| What you have to do |
From the line that holds "Could you please spot the footpath" to the last line of the data, copy everything exactly; leave out all the rest.

>>>>>

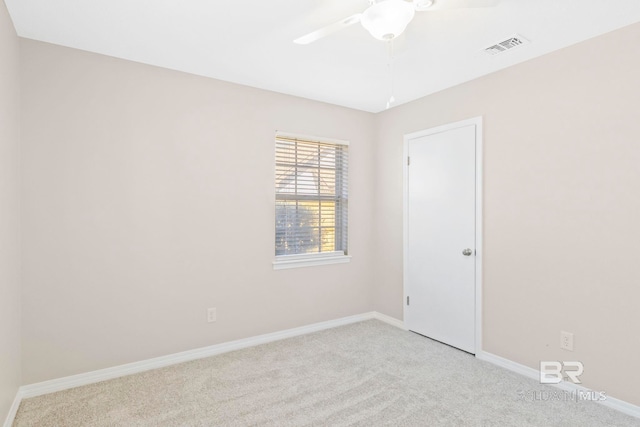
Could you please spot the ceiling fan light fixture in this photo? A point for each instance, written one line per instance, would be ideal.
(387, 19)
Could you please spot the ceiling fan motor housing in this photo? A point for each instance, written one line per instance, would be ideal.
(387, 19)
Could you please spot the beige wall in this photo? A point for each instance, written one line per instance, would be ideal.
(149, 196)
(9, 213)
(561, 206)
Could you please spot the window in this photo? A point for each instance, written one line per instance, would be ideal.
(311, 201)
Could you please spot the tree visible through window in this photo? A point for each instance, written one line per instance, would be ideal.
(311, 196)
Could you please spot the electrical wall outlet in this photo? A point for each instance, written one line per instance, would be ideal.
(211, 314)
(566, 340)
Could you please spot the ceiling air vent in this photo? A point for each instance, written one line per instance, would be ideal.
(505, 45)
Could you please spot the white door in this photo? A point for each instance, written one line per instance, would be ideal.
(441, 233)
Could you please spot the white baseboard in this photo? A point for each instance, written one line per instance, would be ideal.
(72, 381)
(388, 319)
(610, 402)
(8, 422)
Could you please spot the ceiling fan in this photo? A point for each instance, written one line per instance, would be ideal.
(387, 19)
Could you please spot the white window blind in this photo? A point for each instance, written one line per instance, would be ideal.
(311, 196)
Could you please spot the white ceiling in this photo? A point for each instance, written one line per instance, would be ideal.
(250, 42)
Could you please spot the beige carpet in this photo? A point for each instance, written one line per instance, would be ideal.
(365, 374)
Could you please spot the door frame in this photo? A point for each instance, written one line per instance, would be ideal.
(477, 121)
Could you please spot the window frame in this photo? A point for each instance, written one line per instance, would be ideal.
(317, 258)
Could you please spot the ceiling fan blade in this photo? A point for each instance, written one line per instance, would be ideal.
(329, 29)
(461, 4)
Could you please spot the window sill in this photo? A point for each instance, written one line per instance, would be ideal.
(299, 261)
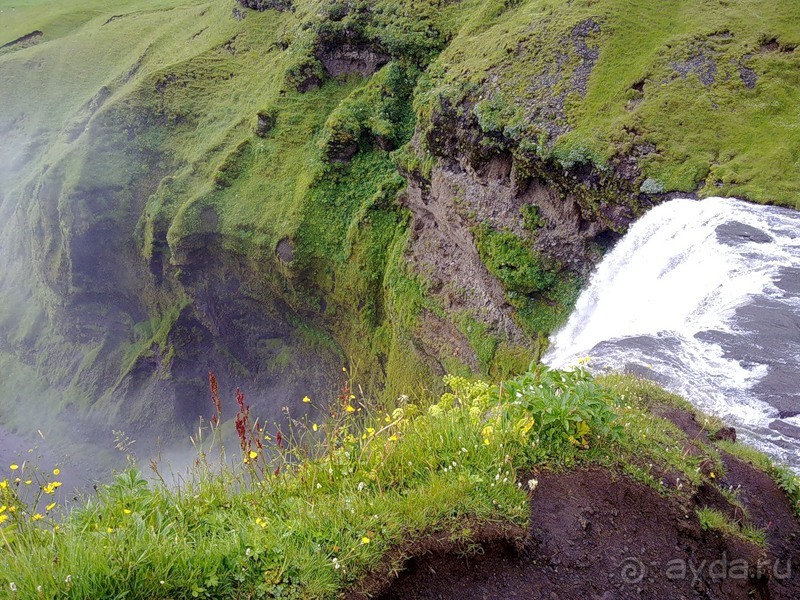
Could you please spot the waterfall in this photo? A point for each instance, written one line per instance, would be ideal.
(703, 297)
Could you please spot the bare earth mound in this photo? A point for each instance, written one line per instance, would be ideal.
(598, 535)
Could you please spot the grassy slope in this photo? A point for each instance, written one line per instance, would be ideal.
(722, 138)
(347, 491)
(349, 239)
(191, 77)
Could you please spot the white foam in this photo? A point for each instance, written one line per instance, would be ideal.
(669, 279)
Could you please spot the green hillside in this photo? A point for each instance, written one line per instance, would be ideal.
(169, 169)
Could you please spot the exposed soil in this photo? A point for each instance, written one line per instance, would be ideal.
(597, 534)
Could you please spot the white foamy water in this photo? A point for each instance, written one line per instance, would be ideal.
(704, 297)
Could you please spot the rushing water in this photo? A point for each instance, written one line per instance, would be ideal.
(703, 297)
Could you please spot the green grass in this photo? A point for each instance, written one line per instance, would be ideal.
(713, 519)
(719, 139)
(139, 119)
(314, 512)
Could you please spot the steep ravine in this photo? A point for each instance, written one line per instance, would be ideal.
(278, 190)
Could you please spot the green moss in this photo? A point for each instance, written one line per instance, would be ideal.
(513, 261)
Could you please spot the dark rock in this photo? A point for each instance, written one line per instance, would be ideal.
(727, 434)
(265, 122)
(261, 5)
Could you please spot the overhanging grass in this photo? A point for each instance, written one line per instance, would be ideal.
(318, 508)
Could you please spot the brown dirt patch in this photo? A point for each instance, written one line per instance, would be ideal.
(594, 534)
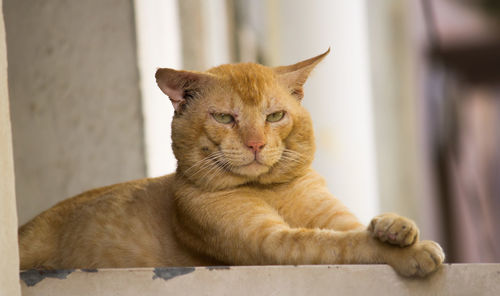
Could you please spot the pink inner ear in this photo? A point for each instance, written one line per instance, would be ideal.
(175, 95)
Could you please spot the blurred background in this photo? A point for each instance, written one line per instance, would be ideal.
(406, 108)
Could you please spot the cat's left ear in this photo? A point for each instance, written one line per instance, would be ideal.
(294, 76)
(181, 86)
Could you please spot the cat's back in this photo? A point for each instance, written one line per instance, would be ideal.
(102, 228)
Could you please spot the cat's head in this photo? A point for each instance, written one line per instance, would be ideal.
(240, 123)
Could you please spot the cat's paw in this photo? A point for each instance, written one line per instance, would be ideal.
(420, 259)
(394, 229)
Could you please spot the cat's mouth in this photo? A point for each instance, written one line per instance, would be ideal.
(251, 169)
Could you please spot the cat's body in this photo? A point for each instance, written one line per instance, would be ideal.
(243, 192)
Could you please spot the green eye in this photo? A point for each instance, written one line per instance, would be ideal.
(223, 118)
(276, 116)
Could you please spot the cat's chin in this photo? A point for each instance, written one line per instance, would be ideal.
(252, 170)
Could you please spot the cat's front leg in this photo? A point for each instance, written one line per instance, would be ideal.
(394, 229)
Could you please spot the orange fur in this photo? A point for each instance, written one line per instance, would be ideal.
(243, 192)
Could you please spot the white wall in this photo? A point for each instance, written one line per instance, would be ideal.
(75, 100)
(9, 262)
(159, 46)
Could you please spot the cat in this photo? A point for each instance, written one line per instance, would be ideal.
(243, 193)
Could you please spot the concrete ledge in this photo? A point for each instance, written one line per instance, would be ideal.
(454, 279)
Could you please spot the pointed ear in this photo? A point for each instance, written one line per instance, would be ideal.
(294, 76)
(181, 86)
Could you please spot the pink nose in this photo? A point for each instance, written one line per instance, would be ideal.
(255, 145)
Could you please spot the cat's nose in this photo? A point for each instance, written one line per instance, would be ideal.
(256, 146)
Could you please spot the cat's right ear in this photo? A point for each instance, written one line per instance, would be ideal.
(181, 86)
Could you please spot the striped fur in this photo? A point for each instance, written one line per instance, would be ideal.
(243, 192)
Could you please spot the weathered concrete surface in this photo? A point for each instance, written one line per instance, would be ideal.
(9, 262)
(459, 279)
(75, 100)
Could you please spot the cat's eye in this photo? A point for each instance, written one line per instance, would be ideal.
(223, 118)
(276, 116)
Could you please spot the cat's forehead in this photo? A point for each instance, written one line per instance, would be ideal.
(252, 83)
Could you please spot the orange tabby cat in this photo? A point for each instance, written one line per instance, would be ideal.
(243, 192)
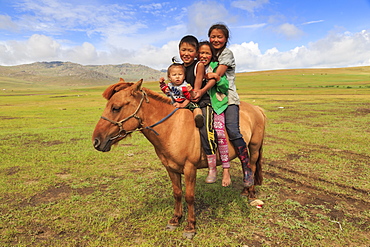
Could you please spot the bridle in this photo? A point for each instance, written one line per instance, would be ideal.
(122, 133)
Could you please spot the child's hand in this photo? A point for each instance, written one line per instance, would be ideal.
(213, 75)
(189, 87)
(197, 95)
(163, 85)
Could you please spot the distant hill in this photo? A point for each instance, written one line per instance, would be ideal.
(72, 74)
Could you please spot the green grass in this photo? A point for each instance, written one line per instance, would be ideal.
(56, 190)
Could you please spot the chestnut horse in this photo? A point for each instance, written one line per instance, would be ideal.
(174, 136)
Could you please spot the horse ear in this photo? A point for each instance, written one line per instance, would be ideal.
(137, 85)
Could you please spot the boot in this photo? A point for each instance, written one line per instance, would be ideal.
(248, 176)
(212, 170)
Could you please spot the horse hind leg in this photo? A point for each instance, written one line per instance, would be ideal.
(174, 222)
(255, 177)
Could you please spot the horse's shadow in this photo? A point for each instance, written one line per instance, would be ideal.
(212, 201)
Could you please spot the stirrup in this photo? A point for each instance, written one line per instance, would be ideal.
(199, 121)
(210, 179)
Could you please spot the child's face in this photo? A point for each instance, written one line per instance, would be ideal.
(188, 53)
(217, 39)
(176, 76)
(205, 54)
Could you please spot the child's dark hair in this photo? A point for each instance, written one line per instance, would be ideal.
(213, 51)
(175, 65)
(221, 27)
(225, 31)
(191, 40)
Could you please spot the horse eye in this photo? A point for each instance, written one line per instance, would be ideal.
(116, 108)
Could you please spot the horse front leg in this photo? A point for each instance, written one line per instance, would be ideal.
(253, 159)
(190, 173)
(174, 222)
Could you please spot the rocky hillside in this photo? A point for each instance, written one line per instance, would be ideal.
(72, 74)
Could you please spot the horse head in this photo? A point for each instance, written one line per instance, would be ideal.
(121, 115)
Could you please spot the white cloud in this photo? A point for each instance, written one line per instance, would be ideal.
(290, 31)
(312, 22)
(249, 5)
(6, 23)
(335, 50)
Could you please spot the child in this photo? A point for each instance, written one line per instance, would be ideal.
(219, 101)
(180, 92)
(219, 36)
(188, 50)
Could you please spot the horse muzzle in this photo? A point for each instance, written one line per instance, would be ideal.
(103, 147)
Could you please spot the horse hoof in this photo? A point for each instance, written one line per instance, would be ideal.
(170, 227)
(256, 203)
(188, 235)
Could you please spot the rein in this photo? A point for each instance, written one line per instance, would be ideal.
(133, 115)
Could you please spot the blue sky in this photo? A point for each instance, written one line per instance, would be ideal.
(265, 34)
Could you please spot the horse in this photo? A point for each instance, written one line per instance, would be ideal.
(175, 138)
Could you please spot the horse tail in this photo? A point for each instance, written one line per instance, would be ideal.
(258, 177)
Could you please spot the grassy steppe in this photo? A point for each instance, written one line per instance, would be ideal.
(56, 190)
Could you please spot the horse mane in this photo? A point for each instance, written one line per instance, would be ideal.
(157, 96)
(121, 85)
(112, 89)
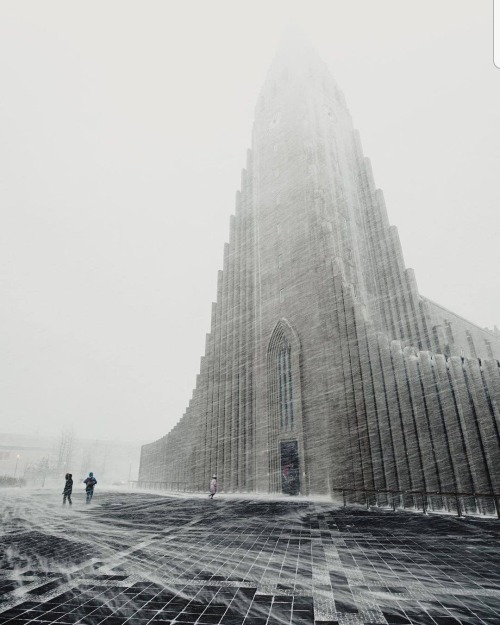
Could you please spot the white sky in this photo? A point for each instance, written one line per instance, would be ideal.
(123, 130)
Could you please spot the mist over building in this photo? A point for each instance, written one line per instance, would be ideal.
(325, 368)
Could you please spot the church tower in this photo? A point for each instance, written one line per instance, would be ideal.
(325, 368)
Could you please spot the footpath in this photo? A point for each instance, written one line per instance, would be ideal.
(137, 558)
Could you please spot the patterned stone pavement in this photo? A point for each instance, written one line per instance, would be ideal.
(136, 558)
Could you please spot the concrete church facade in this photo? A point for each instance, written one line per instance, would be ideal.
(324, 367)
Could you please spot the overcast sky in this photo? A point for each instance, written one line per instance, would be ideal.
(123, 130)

<<<<<

| In response |
Could you please spot the footpath in this photo? A point for each instance, written one line per instance, would be ideal.
(137, 558)
Could you please spot the patterned stone pavement in this photo? A point for each instance, written one line per instance, would be ideal.
(136, 558)
Could you please spot the concrete church facade in this photo? A point for each instance, written one line per instance, would be ideal.
(324, 367)
Could you please spot the overcast sky in this photo? A point for each instance, written one line per instance, would be ideal.
(123, 130)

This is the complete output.